═════ 所给文段 ═════

P4899 [IOI2018] werewolf 狼人
思路
kruskal 重构树的一个很好的应用
这道题中,我们建两棵重构树:
一棵按照边权为两点编号中的最小值,建一个小根堆重构树(称为树 \(a\))
一棵按照边权为两点编号中的最大值,建一个大根堆重构树(称为树 \(b\))
设 \(a\) 上叶子结点的 dfs 序为 \(da[u]\),\(b\) 上叶子结点的 dfs 序为 \(db[u]\)
在遍历树 \(b\) 到其叶子结点 \(u\) 时,我们就新建一棵权值主席树,让 \(da[u]\) 处加一
当询问 \(s,t,l,r\) 时,我们在树 \(a\) 从 \(s\) 向上跳到最浅的点 \(x\) 使 \(val_x\ge l\),设 \(x\) 子树的 dfs 序区间为 \(al, ar\)
在再树 \(b\) 从 \(t\) 向上跳到最浅的点 \(y\) 使 \(val_y\le r\),设 \(y\) 子树的 dfs 序区间为 \(bl, br\)
最后我们询问 \(bl\) 到 \(br\) 的主席树中,区间 \([al,ar]\) 的个数是否大于 \(0\);如果是,代表可以从 \(s\) 到 \(t\)
这其实就是求:从 \(s\) 出发所能到的点集,与从 \(t\) 出发所能到的点集是否有交
代码
#include<iostream>
#include<fstream>
#include<algorithm>
#include<cmath>
#include<cstdlib>
#include<cstring>
#include<queue>
#include<map>
#include<set>
#include<bitset>
#define LL long long
#define FOR(i, x, y) for(int i = (x); i <= (y); i++)
#define ROF(i, x, y) for(int i = (x); i >= (y); i--)
#define PFOR(i, x) for(int i = he[x]; i; i = r[i].nxt)
inline int reads()
{
int sign = 1, re = 0; char c = getchar();
while(c < '0' || c > '9'){if(c == '-') sign = -1; c = getchar();}
while('0' <= c && c <= '9'){re = re * 10 + (c - '0'); c = getchar();}
return sign * re;
}
int n, m, q;
struct Node
{
int u, v, w;
}r[400005];
struct kruskal
{
int fa[200005], rt[400005], val[400005], pcnt;
std::vector<int> e[400005]; int st[400005][19];
int in[400005], out[400005], dcnt;
int find_fa(int x)
{
if(x == fa[x]) return x;
return fa[x] = find_fa(fa[x]);
}
int find_rt(int x)
{
if(x == rt[x]) return x;
return rt[x] = find_rt(rt[x]);
}
inline void Init(int i)

═════ 数据内容 ═════

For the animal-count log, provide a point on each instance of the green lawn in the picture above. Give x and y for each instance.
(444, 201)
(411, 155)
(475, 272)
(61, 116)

═════

● **练习任务**:
(1) 请将所给文段从“P4899 [IOI2018] werewolf”起，到“dfs 序为 \(db[u]\)”为止（包括这一处）一字不改地打印出来。
(2) 请把所给文段中的这句话译成英文：“这其实就是求:从 \(s\) 出发所能到的点集,与从 \(t\) 出发所能到的点集是否有交”。

● **参考答案**:
(1)
P4899 [IOI2018] werewolf 狼人
思路
kruskal 重构树的一个很好的应用
这道题中,我们建两棵重构树:
一棵按照边权为两点编号中的最小值,建一个小根堆重构树(称为树 \(a\))
一棵按照边权为两点编号中的最大值,建一个大根堆重构树(称为树 \(b\))
设 \(a\) 上叶子结点的 dfs 序为 \(da[u]\),\(b\) 上叶子结点的 dfs 序为 \(db[u]\)

(2) This is essentially asking whether the set of vertices reachable from \(s\) and the set of vertices reachable from \(t\) intersect.